Please reproduce all of the material below word for word, leaving nothing out and changing nothing.

#### DATASET RECORDS ####

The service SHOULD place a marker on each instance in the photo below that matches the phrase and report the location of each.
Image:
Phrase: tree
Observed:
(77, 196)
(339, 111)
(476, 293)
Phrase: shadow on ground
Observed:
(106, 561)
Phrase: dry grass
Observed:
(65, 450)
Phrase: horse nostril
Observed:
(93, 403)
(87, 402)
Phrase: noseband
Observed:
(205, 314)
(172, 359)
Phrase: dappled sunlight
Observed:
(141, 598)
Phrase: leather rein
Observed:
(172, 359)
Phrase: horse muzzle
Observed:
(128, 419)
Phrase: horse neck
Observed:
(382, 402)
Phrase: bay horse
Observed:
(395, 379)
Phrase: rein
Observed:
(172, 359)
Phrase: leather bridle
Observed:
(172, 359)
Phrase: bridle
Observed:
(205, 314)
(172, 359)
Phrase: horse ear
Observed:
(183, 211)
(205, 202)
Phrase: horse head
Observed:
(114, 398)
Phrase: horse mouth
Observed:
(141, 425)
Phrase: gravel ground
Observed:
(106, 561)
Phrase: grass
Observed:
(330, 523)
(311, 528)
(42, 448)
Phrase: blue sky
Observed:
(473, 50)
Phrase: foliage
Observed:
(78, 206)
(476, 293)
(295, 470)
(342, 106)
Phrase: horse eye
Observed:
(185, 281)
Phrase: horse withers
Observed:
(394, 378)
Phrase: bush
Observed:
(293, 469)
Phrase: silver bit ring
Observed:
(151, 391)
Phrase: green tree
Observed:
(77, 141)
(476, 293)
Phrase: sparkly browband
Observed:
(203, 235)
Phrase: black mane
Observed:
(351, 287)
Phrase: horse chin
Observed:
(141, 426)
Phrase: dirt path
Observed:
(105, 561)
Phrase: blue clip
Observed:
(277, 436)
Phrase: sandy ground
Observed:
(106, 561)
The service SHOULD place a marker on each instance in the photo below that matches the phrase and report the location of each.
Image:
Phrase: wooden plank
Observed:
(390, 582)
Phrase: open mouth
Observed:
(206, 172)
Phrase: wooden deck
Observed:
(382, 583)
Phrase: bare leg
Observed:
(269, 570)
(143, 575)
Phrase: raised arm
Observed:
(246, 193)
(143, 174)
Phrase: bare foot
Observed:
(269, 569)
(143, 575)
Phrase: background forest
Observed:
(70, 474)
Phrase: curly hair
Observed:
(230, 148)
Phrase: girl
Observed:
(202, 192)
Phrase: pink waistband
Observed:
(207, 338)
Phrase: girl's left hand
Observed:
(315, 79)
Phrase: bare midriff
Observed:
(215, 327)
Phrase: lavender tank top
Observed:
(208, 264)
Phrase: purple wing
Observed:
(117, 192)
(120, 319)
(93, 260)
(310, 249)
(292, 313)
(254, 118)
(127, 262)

####

#### [RESPONSE]
The service SHOULD place a marker on each instance in the photo below that matches the phrase and report the location of each.
Image:
Phrase: tree
Observed:
(77, 196)
(339, 111)
(476, 293)
Phrase: shadow on ground
Observed:
(106, 561)
Phrase: dry grass
Observed:
(65, 450)
Phrase: horse nostril
Observed:
(93, 403)
(87, 402)
Phrase: noseband
Observed:
(205, 314)
(172, 359)
Phrase: dappled sunlight
Observed:
(141, 598)
Phrase: leather rein
Observed:
(172, 359)
Phrase: horse muzzle
Observed:
(128, 419)
Phrase: horse neck
Observed:
(382, 402)
Phrase: bay horse
Observed:
(395, 379)
Phrase: rein
Observed:
(172, 359)
Phrase: leather bridle
Observed:
(172, 359)
Phrase: bridle
Observed:
(205, 314)
(172, 359)
Phrase: horse ear
Observed:
(183, 211)
(205, 202)
Phrase: horse head
Observed:
(114, 398)
Phrase: horse mouth
Observed:
(141, 425)
Phrase: gravel ground
Observed:
(106, 561)
Phrase: grass
Observed:
(330, 523)
(311, 528)
(42, 448)
Phrase: blue sky
Observed:
(473, 50)
Phrase: foliage
Observed:
(78, 206)
(476, 293)
(295, 470)
(342, 106)
Phrase: horse eye
Observed:
(185, 281)
Phrase: horse withers
Observed:
(394, 378)
Phrase: bush
Observed:
(293, 469)
Phrase: silver bit ring
Observed:
(151, 391)
Phrase: green tree
Observed:
(77, 141)
(476, 293)
Phrase: sparkly browband
Observed:
(203, 235)
Phrase: black mane
Observed:
(351, 287)
Phrase: horse chin
Observed:
(141, 426)
Phrase: dirt path
Observed:
(105, 561)
Phrase: blue clip
Observed:
(277, 436)
Phrase: sandy ground
Observed:
(106, 561)
The service SHOULD place a marker on each instance in the photo below that matches the phrase and report the location of each.
Image:
Phrase: wooden plank
Observed:
(390, 582)
Phrase: open mouth
Observed:
(206, 172)
Phrase: wooden deck
Observed:
(382, 583)
Phrase: bare leg
Observed:
(269, 570)
(143, 575)
Phrase: raised arm
Observed:
(246, 193)
(143, 174)
Phrase: bare foot
Observed:
(269, 569)
(143, 575)
Phrase: background forest
Observed:
(70, 474)
Phrase: curly hair
Observed:
(230, 148)
Phrase: girl
Observed:
(202, 192)
Phrase: pink waistband
Observed:
(207, 338)
Phrase: girl's left hand
Observed:
(315, 79)
Phrase: bare midriff
Observed:
(215, 327)
Phrase: lavender tank top
Observed:
(208, 264)
Phrase: purple wing
Observed:
(117, 192)
(120, 319)
(93, 260)
(310, 249)
(292, 313)
(254, 118)
(127, 262)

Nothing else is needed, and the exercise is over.